SUPPLIED TEXT:

++++

These pictures were published in the April 2, 2015 issue of Time magazine. It went on sale without incident. The story and images titled Meet The Women Taking The Battle To ISIS can also be viewed on Time's website. None of the images featured nudity, blood or brutality, only uniformed women holding guns.

But the MDA deemed the images inappropriate for the exhibition which has a rating of NC16. Hence, the organisers have placed black rectangles in the spaces where the photos were supposed to be.

On opening night at arts space 72-13 on Wednesday, festival director Ong Keng Sen said: "No reason was given for why the (issue of) Time magazine was not banned, but these images were not allowed to be exhibited . . . For me, it was very surprising because they were women fighting ISIS."

The OPEN festival, which stands for Open Participate Engage Negotiate, is a three-week festival that anticipates the much-bigger Singapore International Festival of Arts (Sifa) starting in August. Previous editions of the festival also ran into trouble with the MDA. Last year, for instance, two films and a few performances were removed or censored.

Mr Ong added: "We are still waiting for a lot more permits (for the other shows) because they are usually given only two days in advance. And so we are living with a new terror where we don't know, it is out of our control."

Censorship aside, Tavakolian's photography is extraordinary. The 35-year-old started taking photographs when she was a teenager. For nearly two decades, she has been documenting the social and political upheavals in the Middle East, including the Iraq War of 2003.

++++

Dataset excerpts on pointing at objects:

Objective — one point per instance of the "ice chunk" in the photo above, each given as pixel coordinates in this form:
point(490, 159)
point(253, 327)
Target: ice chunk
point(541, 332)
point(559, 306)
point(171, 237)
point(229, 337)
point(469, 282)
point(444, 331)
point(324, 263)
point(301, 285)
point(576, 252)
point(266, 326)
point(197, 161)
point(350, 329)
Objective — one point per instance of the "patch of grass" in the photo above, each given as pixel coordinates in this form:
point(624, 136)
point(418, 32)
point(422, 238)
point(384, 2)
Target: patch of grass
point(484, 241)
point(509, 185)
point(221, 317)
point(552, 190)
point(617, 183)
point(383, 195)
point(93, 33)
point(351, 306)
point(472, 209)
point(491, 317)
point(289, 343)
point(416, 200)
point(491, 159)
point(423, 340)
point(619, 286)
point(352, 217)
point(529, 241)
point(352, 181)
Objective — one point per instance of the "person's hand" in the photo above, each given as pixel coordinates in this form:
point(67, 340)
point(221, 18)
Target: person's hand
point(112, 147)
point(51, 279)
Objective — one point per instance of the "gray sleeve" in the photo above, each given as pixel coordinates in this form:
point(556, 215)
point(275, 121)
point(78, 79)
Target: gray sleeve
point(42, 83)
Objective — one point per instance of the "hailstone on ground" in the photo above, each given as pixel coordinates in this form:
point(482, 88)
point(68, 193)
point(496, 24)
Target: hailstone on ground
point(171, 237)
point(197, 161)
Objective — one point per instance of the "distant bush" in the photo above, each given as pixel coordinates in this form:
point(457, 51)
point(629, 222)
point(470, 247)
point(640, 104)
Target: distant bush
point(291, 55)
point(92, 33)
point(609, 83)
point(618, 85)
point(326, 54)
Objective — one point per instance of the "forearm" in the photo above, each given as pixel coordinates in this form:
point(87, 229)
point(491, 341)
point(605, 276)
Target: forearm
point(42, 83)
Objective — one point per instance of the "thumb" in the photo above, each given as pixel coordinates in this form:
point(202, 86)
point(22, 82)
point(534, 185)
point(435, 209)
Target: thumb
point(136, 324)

++++

BRIEF 1:
In the article about the censored photographs, render the sentence "Previous editions of the festival also ran into trouble with the MDA." in Spanish.
BRIEF 2:
Print the passage of the article about the censored photographs from "The OPEN festival, which" up to and including "War of 2003.".

EXPECTED ANSWER 1:
Las ediciones anteriores del festival también tuvieron problemas con la MDA.

EXPECTED ANSWER 2:
The OPEN festival, which stands for Open Participate Engage Negotiate, is a three-week festival that anticipates the much-bigger Singapore International Festival of Arts (Sifa) starting in August. Previous editions of the festival also ran into trouble with the MDA. Last year, for instance, two films and a few performances were removed or censored.

Mr Ong added: "We are still waiting for a lot more permits (for the other shows) because they are usually given only two days in advance. And so we are living with a new terror where we don't know, it is out of our control."

Censorship aside, Tavakolian's photography is extraordinary. The 35-year-old started taking photographs when she was a teenager. For nearly two decades, she has been documenting the social and political upheavals in the Middle East, including the Iraq War of 2003.